[Start of Source extract]
FUNCTION: SgaYang - compute a special element of the symmetric group algebra

CALLING SEQUENCE:

SgaYang(perm)

SGA[SgaYang](perm)

PARAMETERS:

perm = any list denoting a permutation

SYNOPSIS:

• The SgaYang function calculates a special element of the symmetric group algebra.

• { SgaYang(perm), perm in ListPerm(n) } is a linear basis of the symmetric group algebra, as a free module with coefficients in the xi's.

• When called with a second parameter, say 'y', one specifies that coefficients are in the yi's.

• When this second parameter is 'num' then x1, x2, x3, ... are specialized to 1, 2, 3, ...

• This basis is defined by the recursion: for a simple transposition sk and a permutation perm, such that length(perm sk) > length(perm), then SgaYang(perm sk) = SgaYang(perm) &!* (1 + (x_j - x_i) sk) where i=perm[k] and j=perm[k+1].

• Whenever there is a conflict between the function name SgaYang and another name used in the same session, use the long form SGA['SgaYang'].
[End of Source extract]
[Start of Entries]
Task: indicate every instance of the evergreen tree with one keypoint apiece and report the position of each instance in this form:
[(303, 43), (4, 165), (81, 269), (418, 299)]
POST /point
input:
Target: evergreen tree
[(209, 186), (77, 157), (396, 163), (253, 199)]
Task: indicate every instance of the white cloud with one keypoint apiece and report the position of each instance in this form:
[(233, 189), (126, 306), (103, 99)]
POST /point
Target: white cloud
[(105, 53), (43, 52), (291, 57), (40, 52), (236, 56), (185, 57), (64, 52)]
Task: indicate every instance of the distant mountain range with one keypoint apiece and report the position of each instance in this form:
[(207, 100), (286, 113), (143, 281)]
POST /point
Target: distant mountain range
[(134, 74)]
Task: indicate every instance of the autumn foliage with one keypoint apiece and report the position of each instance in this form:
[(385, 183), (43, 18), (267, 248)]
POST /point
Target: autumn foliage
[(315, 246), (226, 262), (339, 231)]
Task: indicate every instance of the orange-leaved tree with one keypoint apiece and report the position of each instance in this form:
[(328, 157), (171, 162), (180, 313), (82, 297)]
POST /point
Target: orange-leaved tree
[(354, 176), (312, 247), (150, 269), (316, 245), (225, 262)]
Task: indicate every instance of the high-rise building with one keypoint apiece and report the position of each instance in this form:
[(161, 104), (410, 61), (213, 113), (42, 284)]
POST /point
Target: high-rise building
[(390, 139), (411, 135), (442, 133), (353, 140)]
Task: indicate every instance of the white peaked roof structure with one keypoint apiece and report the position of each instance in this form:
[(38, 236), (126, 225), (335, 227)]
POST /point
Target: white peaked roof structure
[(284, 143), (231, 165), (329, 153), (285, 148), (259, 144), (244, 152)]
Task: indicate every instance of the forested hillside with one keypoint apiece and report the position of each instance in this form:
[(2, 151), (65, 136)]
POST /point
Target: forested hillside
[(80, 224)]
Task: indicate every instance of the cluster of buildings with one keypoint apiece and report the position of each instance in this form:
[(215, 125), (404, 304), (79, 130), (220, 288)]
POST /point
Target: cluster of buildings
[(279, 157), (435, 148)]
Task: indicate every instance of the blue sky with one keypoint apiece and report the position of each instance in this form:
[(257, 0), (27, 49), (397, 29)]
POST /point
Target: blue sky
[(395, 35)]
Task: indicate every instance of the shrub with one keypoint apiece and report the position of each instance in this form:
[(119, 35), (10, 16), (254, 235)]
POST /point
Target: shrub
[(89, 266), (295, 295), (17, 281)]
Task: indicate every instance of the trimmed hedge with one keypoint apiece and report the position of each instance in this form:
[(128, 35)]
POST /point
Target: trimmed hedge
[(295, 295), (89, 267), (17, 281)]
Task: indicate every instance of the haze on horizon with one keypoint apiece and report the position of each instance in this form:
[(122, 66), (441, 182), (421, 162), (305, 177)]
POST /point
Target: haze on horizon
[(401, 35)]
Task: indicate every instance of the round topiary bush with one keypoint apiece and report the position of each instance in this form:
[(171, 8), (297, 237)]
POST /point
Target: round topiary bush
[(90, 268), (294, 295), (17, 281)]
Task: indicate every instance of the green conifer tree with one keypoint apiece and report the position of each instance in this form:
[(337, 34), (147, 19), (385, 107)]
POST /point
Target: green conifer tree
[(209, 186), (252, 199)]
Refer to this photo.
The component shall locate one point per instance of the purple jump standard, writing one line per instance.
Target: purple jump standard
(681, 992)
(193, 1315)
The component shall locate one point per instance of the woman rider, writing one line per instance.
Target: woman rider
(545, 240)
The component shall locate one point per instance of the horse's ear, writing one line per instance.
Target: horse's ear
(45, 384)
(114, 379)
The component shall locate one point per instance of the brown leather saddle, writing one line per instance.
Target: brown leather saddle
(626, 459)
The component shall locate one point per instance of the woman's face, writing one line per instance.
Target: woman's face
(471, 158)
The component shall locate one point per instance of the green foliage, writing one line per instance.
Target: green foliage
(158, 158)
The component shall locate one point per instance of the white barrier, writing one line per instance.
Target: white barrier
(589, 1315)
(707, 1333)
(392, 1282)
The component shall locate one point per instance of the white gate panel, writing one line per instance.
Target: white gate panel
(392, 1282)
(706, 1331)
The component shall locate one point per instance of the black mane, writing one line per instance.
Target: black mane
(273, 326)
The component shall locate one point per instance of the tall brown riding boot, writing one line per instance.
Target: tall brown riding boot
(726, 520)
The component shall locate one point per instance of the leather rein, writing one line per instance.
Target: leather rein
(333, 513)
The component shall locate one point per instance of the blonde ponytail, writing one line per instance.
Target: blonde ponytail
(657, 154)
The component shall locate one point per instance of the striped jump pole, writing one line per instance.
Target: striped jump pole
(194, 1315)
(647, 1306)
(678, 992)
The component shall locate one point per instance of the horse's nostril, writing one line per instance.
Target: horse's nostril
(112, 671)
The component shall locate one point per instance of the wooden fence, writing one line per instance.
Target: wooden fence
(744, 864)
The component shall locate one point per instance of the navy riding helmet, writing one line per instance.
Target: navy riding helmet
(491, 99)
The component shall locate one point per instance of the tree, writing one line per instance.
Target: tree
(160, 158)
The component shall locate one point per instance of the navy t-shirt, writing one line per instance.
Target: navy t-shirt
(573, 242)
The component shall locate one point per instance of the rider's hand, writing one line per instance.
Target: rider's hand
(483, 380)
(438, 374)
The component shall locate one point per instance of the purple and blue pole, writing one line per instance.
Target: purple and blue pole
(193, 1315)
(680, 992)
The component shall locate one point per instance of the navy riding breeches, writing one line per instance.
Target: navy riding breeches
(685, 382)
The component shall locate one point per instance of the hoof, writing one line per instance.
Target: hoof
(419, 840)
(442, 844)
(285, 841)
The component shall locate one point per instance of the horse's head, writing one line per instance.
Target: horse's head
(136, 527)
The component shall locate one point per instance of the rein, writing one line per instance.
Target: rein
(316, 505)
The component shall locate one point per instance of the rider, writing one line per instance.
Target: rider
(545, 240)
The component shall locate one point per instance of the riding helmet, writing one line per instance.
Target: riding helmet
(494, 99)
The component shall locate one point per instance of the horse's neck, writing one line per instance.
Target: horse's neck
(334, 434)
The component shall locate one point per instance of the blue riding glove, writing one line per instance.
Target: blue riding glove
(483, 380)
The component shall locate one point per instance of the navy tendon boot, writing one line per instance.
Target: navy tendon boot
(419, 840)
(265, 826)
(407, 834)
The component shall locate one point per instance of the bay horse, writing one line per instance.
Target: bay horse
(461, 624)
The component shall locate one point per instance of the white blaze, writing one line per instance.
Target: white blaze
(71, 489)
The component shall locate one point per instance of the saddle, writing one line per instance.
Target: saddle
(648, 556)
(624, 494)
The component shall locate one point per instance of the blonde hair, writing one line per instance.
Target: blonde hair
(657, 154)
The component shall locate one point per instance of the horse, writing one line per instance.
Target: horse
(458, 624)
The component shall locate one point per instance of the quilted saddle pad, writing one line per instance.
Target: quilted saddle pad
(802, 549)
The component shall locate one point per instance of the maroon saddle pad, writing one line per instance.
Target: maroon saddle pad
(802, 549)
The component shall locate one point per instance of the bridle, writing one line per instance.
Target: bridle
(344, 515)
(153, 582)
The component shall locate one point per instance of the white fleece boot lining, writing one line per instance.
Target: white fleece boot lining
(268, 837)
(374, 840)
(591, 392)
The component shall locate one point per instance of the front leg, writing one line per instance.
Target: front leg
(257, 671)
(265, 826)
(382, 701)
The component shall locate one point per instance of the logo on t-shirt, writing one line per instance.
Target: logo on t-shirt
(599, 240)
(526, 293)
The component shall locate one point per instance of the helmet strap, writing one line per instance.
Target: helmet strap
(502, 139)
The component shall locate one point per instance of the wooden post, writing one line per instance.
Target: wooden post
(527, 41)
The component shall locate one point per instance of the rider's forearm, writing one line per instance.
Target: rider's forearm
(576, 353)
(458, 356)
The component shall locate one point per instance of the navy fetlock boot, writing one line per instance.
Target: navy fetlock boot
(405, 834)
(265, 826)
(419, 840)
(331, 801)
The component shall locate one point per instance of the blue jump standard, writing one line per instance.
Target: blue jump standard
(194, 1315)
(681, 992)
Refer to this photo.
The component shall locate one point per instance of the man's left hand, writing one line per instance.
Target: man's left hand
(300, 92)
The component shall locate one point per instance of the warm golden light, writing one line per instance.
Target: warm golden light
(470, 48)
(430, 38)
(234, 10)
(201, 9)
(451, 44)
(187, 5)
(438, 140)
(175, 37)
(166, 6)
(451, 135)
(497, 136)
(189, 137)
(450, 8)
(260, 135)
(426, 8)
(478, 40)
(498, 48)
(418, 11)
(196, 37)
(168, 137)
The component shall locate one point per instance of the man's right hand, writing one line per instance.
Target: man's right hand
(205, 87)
[End of Entries]
- _Stated problem A_: From the SgaYang help page, retype the passage starting with "perm = any list" and going on through "i=perm[k] and j=perm[k+1].".
- _Stated problem B_:
Answer these from the SgaYang help page:
(i) When the second parameter is 'num', what value is x3 specialized to?
(ii) In the recursion defining the basis, what is i set equal to?
(iii) What long form of the function name does the page give?
- _Stated problem C_: In one to three sentences, explain what situation the SgaYang help page gives as the reason for calling the function by its long form SGA['SgaYang'].

- _Full answer A_:
perm = any list denoting a permutation

SYNOPSIS:

• The SgaYang function calculates a special element of the symmetric group algebra.

• { SgaYang(perm), perm in ListPerm(n) } is a linear basis of the symmetric group algebra, as a free module with coefficients in the xi's.

• When called with a second parameter, say 'y', one specifies that coefficients are in the yi's.

• When this second parameter is 'num' then x1, x2, x3, ... are specialized to 1, 2, 3, ...

• This basis is defined by the recursion: for a simple transposition sk and a permutation perm, such that length(perm sk) > length(perm), then SgaYang(perm sk) = SgaYang(perm) &!* (1 + (x_j - x_i) sk) where i=perm[k] and j=perm[k+1].

- _Full answer B_:
(i) 3
(ii) perm[k]
(iii) SGA['SgaYang']

- _Full answer C_: The long form SGA['SgaYang'] is to be used whenever the function name SgaYang conflicts with another name used in the same session.